Entries from a pointing dataset
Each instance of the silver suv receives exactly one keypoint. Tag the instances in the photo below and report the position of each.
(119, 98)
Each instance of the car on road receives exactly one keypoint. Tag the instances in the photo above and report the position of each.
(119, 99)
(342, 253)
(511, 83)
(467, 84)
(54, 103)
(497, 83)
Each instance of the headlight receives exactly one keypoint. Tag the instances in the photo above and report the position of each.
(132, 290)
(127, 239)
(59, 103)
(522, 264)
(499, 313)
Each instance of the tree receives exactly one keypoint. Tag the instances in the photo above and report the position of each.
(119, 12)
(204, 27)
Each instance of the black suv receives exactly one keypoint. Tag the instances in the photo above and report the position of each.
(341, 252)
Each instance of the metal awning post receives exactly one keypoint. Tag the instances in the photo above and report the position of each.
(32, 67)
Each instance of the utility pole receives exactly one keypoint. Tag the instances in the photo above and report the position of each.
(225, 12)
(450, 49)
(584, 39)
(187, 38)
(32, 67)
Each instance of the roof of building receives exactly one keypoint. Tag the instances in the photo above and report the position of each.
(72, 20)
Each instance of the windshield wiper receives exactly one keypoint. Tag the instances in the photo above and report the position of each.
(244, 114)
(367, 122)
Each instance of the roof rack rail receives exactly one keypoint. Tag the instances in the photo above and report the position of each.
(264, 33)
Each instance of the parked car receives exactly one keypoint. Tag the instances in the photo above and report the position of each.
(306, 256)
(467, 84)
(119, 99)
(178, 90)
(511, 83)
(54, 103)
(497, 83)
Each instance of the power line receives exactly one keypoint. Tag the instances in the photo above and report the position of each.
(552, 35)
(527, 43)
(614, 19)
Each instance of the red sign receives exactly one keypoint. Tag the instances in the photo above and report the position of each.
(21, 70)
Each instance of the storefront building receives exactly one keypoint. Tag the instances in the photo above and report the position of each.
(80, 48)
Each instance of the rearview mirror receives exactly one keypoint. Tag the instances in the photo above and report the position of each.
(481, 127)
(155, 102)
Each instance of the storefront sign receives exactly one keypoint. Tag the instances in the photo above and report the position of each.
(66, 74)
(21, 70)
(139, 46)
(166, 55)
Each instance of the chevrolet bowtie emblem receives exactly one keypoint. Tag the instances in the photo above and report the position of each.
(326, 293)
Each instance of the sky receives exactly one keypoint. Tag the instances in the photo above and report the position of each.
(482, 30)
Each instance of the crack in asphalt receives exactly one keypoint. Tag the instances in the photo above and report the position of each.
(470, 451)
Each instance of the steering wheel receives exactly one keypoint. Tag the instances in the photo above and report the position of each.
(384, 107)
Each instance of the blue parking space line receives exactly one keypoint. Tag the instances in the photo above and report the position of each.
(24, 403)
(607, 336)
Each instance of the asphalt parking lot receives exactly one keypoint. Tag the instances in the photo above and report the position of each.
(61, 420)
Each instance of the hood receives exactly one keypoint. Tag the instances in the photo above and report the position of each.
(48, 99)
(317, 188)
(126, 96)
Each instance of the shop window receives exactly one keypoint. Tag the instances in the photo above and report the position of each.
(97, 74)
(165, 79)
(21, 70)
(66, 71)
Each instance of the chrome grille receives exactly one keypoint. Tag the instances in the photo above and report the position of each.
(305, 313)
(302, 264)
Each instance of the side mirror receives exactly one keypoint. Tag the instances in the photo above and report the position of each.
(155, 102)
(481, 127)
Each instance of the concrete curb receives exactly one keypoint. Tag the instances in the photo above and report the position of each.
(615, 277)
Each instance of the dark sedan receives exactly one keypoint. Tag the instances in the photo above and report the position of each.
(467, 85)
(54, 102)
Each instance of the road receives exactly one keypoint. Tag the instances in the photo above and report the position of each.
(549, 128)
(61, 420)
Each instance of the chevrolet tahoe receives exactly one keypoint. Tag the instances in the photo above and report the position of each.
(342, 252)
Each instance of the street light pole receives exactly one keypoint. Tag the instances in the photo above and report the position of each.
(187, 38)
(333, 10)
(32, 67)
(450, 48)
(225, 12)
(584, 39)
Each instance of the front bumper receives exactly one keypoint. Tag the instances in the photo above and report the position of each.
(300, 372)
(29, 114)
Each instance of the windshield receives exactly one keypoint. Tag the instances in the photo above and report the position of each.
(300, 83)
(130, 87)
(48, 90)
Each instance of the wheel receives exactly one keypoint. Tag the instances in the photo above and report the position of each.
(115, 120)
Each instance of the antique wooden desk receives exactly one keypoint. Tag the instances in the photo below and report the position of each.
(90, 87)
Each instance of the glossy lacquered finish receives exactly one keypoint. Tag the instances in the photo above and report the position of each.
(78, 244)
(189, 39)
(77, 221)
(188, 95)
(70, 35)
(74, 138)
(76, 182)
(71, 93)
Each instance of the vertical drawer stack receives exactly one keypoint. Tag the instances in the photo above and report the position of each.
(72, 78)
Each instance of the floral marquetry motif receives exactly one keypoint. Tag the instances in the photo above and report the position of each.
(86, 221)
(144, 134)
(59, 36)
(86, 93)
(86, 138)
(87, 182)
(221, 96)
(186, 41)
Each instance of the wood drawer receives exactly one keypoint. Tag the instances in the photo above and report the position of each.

_WORK TO DO_
Copy out the data shown above without altering anything.

_IN RESPONSE_
Each instance of the silver suv receives exactly one keypoint. Tag the instances in the photo below and report the position of each.
(119, 98)
Each instance of the car on road receives exactly one keypoint. Tag the instances in the photo above and report the position of each.
(119, 99)
(342, 253)
(511, 83)
(467, 84)
(54, 103)
(497, 83)
Each instance of the headlight receives exactly one keypoint. Tag the instances in the photo above and report the position of each.
(132, 290)
(127, 239)
(59, 103)
(522, 264)
(499, 313)
Each instance of the tree receives exactly one keypoint. Tag the instances in the photo above and report the position of each.
(119, 12)
(204, 27)
Each instance of the black suv receives exactly one keypoint. Tag the instances in the photo above and report the position of each.
(341, 252)
Each instance of the metal awning post receives exactly one keypoint. Tag the instances in the photo above and report the position of each.
(32, 67)
Each instance of the utility pole receives exactly one keypoint. Tag the instances in the photo above and report the position of each.
(225, 12)
(450, 49)
(584, 39)
(187, 38)
(32, 67)
Each instance of the roof of building receives exactly one keypoint. Tag the instances in the photo above and report the position of each.
(72, 20)
Each instance of the windshield wiper receives exactly one keypoint. Tag the instances in the photo above and report the position of each.
(244, 114)
(367, 122)
Each instance of the roof rack rail receives exactly one keypoint. Tag the instances in the photo above and report the position of each.
(264, 33)
Each instance of the parked car receives exactly one keypoint. Tag the instances in the photo above and report the position of each.
(306, 256)
(467, 84)
(119, 99)
(178, 90)
(511, 83)
(54, 103)
(497, 83)
Each instance of the power line receives exactly one keypoint. Tag the instances in the photo above and report the position of each.
(552, 35)
(527, 43)
(614, 19)
Each instance of the red sign receives exactly one keypoint. Tag the instances in the photo above and report the position of each.
(21, 70)
Each instance of the storefront building receives exactly one keypoint. Tag the instances in the photo above and report the position of each.
(80, 48)
Each instance of the rearview mirror receives exactly one keypoint. Tag the instances in the photo above and report the position of each.
(481, 127)
(155, 102)
Each instance of the storefront sign receives exactly one keypoint. Tag the instances in the photo above and report the position of each.
(66, 74)
(21, 70)
(139, 46)
(166, 55)
Each instance of the chevrolet bowtie emblem receives exactly one keypoint. Tag the instances in the photo above and report the position of each.
(326, 293)
Each instance of the sky receives exactly one keypoint. Tag the instances in the photo above and report the position of each.
(482, 30)
Each instance of the crack in asphalt receives exactly one keypoint. Tag the instances in the photo above and report the position of each.
(470, 451)
Each instance of the steering wheel receives exactly one keypoint. Tag the instances in the photo above and report the position of each.
(384, 107)
Each instance of the blue parking space line receives exactly one keypoint. Tag the instances in the photo above and report the position of each.
(24, 403)
(607, 336)
Each instance of the asphalt parking lot receives exactly one keypoint. Tag the instances in the photo above and report the position of each.
(61, 420)
Each instance of the hood receives exactly one keypoint. Tag the instances in the photo above and report the position of each.
(48, 99)
(317, 188)
(126, 96)
Each instance of the shop window receives exactly one keypoint. Tag the instances in the photo above and report the position of each.
(97, 74)
(165, 79)
(21, 70)
(66, 71)
Each instance of the chrome grille receives exactly one keypoint. Tag the instances in the photo above and report the position of each.
(305, 313)
(302, 264)
Each instance of the side mirror receives exactly one keypoint. Tag the instances in the photo above and report the position of each.
(155, 102)
(481, 127)
Each instance of the concrete curb receives exactly one keypoint. Tag the instances in the photo above and report the position of each.
(615, 277)
Each instance of the dark sedan receives exactly one keypoint. Tag the instances in the photo above and report the position of each.
(467, 85)
(54, 102)
Each instance of the road receives exactly one keypoint. Tag the instances in the photo above and report the position of each.
(549, 128)
(61, 420)
Each instance of the chevrolet tahoe receives exactly one keypoint. Tag the instances in the photo above and report the position of each.
(342, 252)
Each instance of the street light pole receives exactly one keypoint. Tag the instances in the photo above and report the position of each.
(187, 38)
(333, 10)
(32, 67)
(450, 48)
(225, 12)
(584, 39)
Each instance of the front bumper receives exactly one keypoint. Tag the instances in the photo above and report the position of each.
(300, 372)
(29, 114)
Each instance of the windshield receives exactly one keypoint. Tag the instances in the photo above and report the position of each.
(300, 83)
(130, 87)
(48, 90)
Each instance of the wheel receives exactly one keypoint. Tag the instances in the photo above and report the position of each.
(115, 120)
Each instance of the antique wooden desk receives exactly one keypoint. Tag the instances in the photo below and report the position of each.
(90, 87)
Each instance of the glossy lacquered finish receives exactly one keypoint. Tag the instances in the photo above and report the position of each.
(78, 244)
(189, 39)
(77, 221)
(188, 95)
(70, 35)
(74, 138)
(76, 182)
(71, 93)
Each instance of the vertical drawer stack receives exactly one keypoint. Tag the instances in the photo above and report the position of each.
(72, 78)
Each instance of the floral marquetry motif receives exactly one keypoint. Tag the instances in the photo above and report the position of each.
(86, 221)
(144, 134)
(59, 36)
(86, 93)
(86, 138)
(87, 182)
(221, 96)
(186, 41)
Each instance of the wood drawer receives exactly one keypoint. Tag the instances in the photo above and report the position of each.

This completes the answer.